> _Source document_:
****************************************

Spending that fall semester at Tri-C and waiting to enroll at Ashland in the spring of 2010 was a difficult one for Meder, spent pondering the possibility of letting down his father.

"I felt so bad disappointing him that I wasn't going to play football in college," he said, "and it was a rough few months until I got to Ashland."

Once he got to Ashland, the real work started. Meder said Ashland's coaching staff had an academic plan for him and it involved "study tables, study tables and why not a little more study tables?"

Alongside knowing a possible career in the NFL was hanging in the balance, Meder found real life staring him in the face.

"If I get kicked out (of college), you better go find a job," he said. "... If I get kicked out of there, I better find somewhere to live. I don't think I can go home."

He graduated from Ashland with a degree in criminal justice.

"He did everything we asked him to do in the classroom the whole time he was there and he got his degree and graduated before he came out," Owens said. "He did everything right. He's done everything right since he was with us."

Out of Ashland, he caught on with Baltimore as an undrafted free agent in 2014. After the Ravens cut him that August, he caught on with the Browns practice squad, was elevated to the active roster at the end of the 2014 season and appeared in all 16 games for the Browns last season.

****************************************

> _Information given_:

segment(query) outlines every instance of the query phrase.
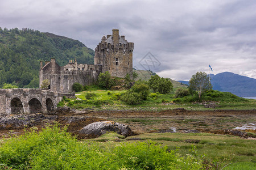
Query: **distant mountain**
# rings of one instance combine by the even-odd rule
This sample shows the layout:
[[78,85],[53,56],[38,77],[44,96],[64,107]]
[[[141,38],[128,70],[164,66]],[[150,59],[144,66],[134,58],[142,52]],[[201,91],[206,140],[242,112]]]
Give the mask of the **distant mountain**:
[[[135,80],[138,80],[139,79],[141,79],[142,80],[148,80],[151,77],[151,75],[155,75],[155,73],[153,73],[152,71],[150,70],[137,70],[134,69],[133,71],[136,71],[136,73],[138,74],[138,77],[135,79]],[[180,82],[178,82],[177,81],[174,80],[170,78],[168,78],[170,80],[170,81],[172,82],[172,85],[174,86],[174,88],[179,88],[179,87],[187,87],[187,86],[184,84],[182,84]]]
[[[256,96],[256,79],[224,72],[210,74],[213,89],[220,91],[230,92],[238,96]],[[188,81],[178,81],[188,84]]]
[[93,63],[93,50],[78,40],[30,28],[0,27],[0,88],[3,83],[39,87],[40,61],[55,58],[60,66],[69,60]]

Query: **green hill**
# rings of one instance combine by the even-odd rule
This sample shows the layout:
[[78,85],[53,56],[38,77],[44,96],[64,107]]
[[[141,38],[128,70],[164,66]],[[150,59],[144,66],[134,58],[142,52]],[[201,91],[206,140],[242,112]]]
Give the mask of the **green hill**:
[[39,87],[40,61],[55,58],[60,66],[69,60],[93,63],[93,50],[78,40],[29,28],[0,27],[0,87],[9,83],[19,87]]
[[[138,74],[138,77],[135,79],[135,80],[141,79],[142,80],[147,81],[150,79],[150,78],[151,77],[151,75],[154,75],[156,74],[155,73],[153,73],[151,70],[137,70],[134,69],[133,71],[136,71],[136,73]],[[168,79],[170,79],[171,80],[171,82],[172,82],[172,85],[174,85],[174,88],[177,88],[179,87],[186,88],[188,87],[185,84],[185,85],[181,84],[181,83],[180,83],[179,82],[172,80],[170,78],[168,78]]]

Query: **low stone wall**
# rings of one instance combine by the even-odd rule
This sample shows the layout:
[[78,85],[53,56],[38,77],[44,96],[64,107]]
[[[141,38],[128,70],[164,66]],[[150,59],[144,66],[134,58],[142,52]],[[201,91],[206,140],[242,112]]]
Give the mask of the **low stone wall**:
[[39,88],[0,89],[0,113],[46,113],[56,109],[64,96],[75,98],[75,92],[63,94]]

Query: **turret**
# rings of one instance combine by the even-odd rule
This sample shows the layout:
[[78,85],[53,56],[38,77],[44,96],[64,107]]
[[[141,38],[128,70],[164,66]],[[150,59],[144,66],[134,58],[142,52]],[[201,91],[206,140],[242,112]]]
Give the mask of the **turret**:
[[113,29],[113,44],[114,45],[119,44],[119,29]]

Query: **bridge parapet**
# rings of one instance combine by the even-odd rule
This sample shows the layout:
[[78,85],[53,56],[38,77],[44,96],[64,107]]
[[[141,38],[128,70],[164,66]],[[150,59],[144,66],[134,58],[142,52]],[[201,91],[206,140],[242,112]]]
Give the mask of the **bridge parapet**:
[[0,113],[46,113],[56,108],[64,96],[74,98],[75,92],[61,94],[39,88],[0,89]]

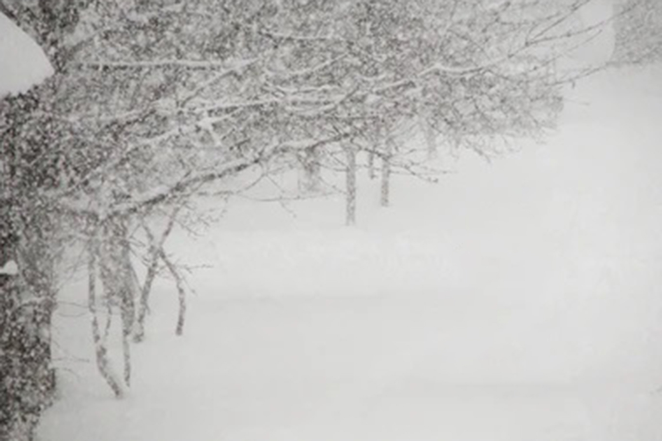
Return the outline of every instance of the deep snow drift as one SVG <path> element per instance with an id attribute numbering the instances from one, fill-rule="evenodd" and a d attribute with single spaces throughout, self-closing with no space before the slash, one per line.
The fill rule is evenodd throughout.
<path id="1" fill-rule="evenodd" d="M 546 144 L 397 179 L 387 209 L 365 182 L 355 228 L 338 197 L 178 232 L 169 250 L 211 266 L 183 337 L 156 287 L 124 400 L 74 281 L 42 439 L 662 439 L 661 71 L 579 84 Z"/>

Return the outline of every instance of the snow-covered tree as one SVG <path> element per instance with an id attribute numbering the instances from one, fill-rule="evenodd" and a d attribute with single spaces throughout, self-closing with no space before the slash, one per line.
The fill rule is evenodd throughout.
<path id="1" fill-rule="evenodd" d="M 18 397 L 19 383 L 3 382 L 14 395 L 0 434 L 28 439 L 48 401 L 32 389 L 48 384 L 63 246 L 88 250 L 97 363 L 121 395 L 129 338 L 142 338 L 160 264 L 175 275 L 181 332 L 181 281 L 164 241 L 189 199 L 244 172 L 301 162 L 310 175 L 346 173 L 352 223 L 359 154 L 381 158 L 387 205 L 391 173 L 421 173 L 439 136 L 489 154 L 496 137 L 540 134 L 559 109 L 565 78 L 556 60 L 595 30 L 572 21 L 589 1 L 0 0 L 55 69 L 0 107 L 11 187 L 0 228 L 19 274 L 0 292 L 15 299 L 3 324 L 40 351 L 18 357 L 18 340 L 3 332 L 0 368 L 15 366 L 7 377 L 32 389 Z M 422 154 L 401 145 L 416 127 L 428 141 Z M 159 236 L 150 220 L 164 213 Z M 139 228 L 148 270 L 137 286 L 129 248 Z M 97 305 L 113 303 L 123 380 L 97 320 Z M 24 433 L 12 428 L 28 415 Z"/>
<path id="2" fill-rule="evenodd" d="M 662 61 L 662 3 L 616 0 L 613 62 L 618 65 Z"/>

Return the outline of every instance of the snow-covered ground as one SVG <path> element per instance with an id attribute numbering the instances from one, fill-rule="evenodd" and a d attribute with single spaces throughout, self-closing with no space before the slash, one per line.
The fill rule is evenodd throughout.
<path id="1" fill-rule="evenodd" d="M 354 228 L 330 197 L 178 232 L 210 268 L 183 336 L 156 287 L 123 400 L 74 281 L 41 439 L 662 440 L 661 71 L 578 84 L 546 144 L 397 179 L 391 208 L 366 181 Z"/>

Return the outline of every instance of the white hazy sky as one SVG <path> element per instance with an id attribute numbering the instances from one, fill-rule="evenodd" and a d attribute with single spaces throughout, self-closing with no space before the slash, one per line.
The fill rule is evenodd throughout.
<path id="1" fill-rule="evenodd" d="M 41 48 L 0 13 L 0 97 L 24 91 L 52 73 Z"/>

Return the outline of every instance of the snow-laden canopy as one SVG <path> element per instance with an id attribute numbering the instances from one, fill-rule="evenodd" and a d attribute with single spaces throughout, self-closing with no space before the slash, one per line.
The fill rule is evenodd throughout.
<path id="1" fill-rule="evenodd" d="M 39 45 L 0 13 L 0 97 L 24 92 L 52 74 Z"/>

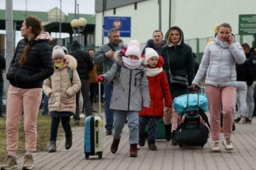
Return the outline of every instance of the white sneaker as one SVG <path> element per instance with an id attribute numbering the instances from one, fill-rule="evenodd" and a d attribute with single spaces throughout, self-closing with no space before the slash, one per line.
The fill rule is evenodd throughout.
<path id="1" fill-rule="evenodd" d="M 230 137 L 226 137 L 222 141 L 222 144 L 225 147 L 226 150 L 231 150 L 234 149 Z"/>
<path id="2" fill-rule="evenodd" d="M 213 141 L 213 145 L 212 147 L 211 151 L 212 152 L 220 152 L 221 149 L 220 149 L 220 143 L 218 140 Z"/>
<path id="3" fill-rule="evenodd" d="M 81 113 L 79 114 L 79 117 L 80 118 L 84 118 L 85 117 L 85 116 L 84 115 L 84 114 Z"/>

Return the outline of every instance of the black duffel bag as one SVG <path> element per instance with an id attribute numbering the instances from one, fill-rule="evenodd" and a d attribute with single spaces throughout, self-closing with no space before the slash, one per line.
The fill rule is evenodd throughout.
<path id="1" fill-rule="evenodd" d="M 174 140 L 179 144 L 203 147 L 209 138 L 209 129 L 200 122 L 200 118 L 195 122 L 185 117 L 184 122 L 179 125 Z"/>

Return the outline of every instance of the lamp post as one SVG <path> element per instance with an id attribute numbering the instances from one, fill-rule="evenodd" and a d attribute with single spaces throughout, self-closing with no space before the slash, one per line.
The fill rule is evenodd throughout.
<path id="1" fill-rule="evenodd" d="M 75 39 L 76 33 L 79 34 L 79 32 L 84 31 L 86 22 L 86 20 L 84 18 L 80 18 L 78 20 L 74 19 L 71 21 L 70 24 L 74 34 L 74 39 Z"/>

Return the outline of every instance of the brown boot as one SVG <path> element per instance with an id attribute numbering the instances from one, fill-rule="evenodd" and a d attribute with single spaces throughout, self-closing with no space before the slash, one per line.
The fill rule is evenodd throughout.
<path id="1" fill-rule="evenodd" d="M 112 153 L 115 153 L 116 152 L 117 152 L 117 149 L 118 149 L 118 145 L 119 145 L 120 141 L 120 139 L 113 139 L 113 142 L 112 142 L 112 144 L 111 144 L 111 147 L 110 148 L 110 150 L 111 150 Z"/>
<path id="2" fill-rule="evenodd" d="M 138 156 L 138 150 L 139 149 L 137 148 L 137 144 L 131 144 L 130 148 L 130 157 L 137 157 Z"/>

****************************************

> _What is being asked_: Continue the article on Meder's path from Tri-C and Ashland to the Browns, picking up after its final sentence about his 16 games with Cleveland last season.

> _Answer to this task_:
After everything he had to work through to get here, Meder's not about to take it for granted.

"Oh yeah," Meder said. "Growing up, it's always like, man, it would be awesome to play for my favorite team. It's awesome that I got here."


It's no surprise that Meder wants to play close to home. If anything is clear in talking to those who know him, where he came from is important.

That was evident to Owens last fall when he noticed that one of his potential recruits wasn't attending a recruiting day at the college with his parents. He was there with Meder.

"I've got all these recruits in the audience and instead of this young man having his mother and father with him, he's got Jamie Meder with him," Owens said.

The young man was Jarret Sullivan. He wasn't like Meder -- a blue chip prospect that had fallen through the cracks. He was just a kid from Valley Forge that Meder knew had a shot to get into college.

Sullivan ended up at Ohio Dominican University in Columbus, but the day left a lasting impression on Owens.

"He made a point to pick him up and get him down for recruiting day," Owens said. "...This was just a young man looking for a place to play ball."

"I want anybody from my high school to go there and do well," Meder said. "It's awesome to see that."

Owens called Meder a "loyal Eagle" and said, "He's the kind of alum you want. He's the kind of teammate you want. He's the kind of friend you want."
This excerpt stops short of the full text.